▸ **Labeled area outline data**
########

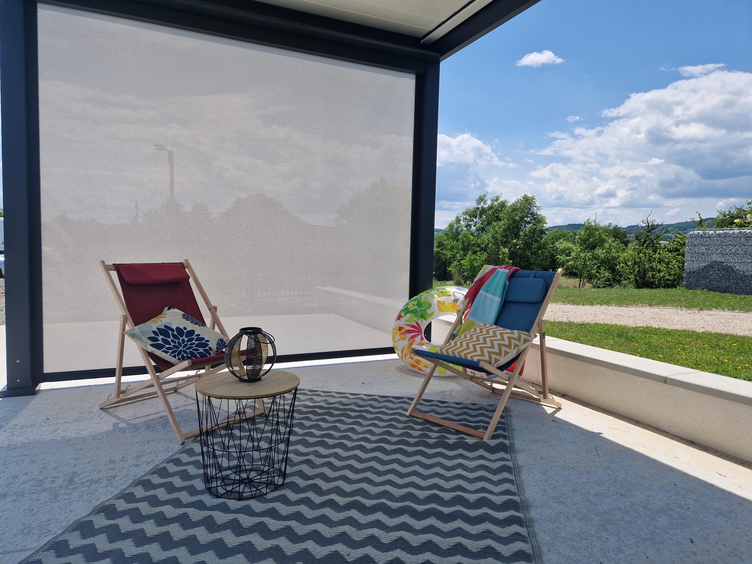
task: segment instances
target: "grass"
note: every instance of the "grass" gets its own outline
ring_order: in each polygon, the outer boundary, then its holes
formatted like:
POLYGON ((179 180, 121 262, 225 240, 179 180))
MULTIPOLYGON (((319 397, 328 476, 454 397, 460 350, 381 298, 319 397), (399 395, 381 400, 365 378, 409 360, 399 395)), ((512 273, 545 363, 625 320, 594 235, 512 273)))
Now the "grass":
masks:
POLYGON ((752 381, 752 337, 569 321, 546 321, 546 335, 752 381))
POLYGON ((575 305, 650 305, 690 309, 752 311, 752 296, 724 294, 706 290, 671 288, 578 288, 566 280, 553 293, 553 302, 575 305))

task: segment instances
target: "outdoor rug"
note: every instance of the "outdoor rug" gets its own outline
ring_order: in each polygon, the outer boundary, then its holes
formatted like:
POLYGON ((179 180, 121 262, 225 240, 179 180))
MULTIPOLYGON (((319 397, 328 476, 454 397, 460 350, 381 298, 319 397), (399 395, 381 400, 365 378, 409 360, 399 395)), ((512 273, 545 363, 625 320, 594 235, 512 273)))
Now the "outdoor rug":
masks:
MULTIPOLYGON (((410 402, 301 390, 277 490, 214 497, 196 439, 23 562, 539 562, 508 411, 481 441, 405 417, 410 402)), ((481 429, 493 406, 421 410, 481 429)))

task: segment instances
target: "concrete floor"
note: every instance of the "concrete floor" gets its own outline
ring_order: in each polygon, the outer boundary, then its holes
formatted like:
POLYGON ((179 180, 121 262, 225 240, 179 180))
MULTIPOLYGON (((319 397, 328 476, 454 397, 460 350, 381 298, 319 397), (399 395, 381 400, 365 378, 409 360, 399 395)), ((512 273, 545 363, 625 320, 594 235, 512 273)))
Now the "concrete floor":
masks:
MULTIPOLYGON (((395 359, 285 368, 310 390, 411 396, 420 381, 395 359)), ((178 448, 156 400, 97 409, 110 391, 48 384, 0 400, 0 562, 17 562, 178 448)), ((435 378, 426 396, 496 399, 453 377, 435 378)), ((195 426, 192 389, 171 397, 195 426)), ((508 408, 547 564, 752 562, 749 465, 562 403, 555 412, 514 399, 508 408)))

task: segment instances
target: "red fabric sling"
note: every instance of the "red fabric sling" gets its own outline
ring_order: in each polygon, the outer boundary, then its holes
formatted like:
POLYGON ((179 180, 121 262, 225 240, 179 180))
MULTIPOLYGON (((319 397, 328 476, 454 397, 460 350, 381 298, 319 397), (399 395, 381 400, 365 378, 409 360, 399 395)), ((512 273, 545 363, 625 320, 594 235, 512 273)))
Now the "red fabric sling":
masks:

########

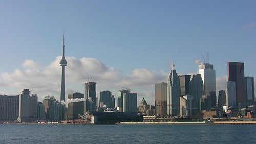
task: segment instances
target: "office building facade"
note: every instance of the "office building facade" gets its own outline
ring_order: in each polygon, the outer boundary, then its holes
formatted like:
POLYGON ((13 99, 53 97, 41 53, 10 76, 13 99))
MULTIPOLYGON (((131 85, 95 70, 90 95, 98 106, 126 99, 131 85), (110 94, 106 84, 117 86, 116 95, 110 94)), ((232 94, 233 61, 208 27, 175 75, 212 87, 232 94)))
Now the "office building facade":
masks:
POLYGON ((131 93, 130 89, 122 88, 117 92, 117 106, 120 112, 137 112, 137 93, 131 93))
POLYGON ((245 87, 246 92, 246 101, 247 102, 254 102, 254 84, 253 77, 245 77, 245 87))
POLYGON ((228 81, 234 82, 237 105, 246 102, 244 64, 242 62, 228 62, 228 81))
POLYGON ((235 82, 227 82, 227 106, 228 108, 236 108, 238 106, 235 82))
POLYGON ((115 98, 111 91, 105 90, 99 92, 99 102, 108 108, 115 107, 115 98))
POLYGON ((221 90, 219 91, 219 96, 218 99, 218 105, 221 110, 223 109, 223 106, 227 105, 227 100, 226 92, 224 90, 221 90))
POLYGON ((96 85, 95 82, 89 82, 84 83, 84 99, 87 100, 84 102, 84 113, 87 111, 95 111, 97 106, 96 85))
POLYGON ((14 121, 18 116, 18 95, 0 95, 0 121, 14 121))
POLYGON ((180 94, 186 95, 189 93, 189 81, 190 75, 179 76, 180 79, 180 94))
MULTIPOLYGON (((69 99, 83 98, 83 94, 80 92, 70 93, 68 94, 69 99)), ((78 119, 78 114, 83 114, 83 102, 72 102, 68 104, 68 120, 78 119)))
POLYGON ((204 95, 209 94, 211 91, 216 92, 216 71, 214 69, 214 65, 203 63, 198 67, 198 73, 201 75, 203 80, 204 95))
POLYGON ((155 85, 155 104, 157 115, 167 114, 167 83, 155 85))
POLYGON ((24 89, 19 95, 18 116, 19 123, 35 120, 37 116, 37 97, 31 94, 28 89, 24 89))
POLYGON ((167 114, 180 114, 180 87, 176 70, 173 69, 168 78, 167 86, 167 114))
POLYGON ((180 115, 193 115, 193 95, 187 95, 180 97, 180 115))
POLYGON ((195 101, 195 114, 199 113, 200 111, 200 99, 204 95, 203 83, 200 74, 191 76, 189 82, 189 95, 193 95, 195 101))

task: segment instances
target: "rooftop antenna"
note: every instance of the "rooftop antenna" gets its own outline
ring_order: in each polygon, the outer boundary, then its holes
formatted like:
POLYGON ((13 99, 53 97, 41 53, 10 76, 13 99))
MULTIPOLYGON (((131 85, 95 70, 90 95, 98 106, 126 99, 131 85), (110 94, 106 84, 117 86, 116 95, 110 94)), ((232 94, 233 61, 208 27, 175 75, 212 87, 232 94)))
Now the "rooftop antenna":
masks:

########

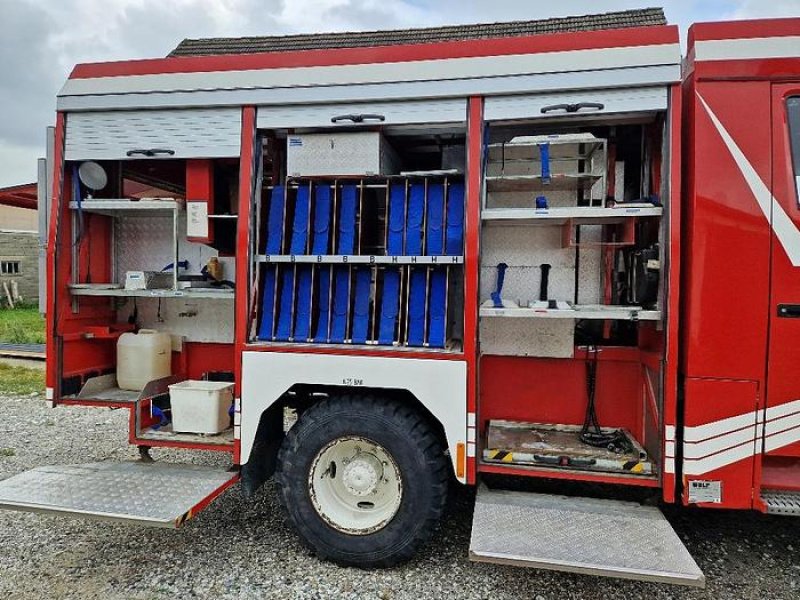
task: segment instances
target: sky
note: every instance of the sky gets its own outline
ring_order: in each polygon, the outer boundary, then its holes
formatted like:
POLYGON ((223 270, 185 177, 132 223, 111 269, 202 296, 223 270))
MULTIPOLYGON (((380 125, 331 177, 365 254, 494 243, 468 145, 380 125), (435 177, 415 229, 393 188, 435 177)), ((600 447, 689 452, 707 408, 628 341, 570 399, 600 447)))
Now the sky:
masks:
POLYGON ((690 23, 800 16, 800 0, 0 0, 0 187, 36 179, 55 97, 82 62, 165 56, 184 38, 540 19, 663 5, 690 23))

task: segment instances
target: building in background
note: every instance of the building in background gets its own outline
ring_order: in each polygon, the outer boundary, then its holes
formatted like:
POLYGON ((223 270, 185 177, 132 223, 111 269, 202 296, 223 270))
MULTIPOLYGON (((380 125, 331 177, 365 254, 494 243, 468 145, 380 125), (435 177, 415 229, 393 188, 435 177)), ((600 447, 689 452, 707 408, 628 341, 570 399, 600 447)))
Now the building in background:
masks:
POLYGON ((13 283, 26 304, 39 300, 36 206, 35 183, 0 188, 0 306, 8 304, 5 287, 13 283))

########

▸ **Exercise prompt**
Pick out every line of the data above that contains the word "building" and copy each one.

▸ **Output for this task**
target: "office building facade"
note: every instance of the "office building facade" gets its own outline
Now the "office building facade":
target: building in background
note: every instance of the building in background gets its own outline
Now the building in background:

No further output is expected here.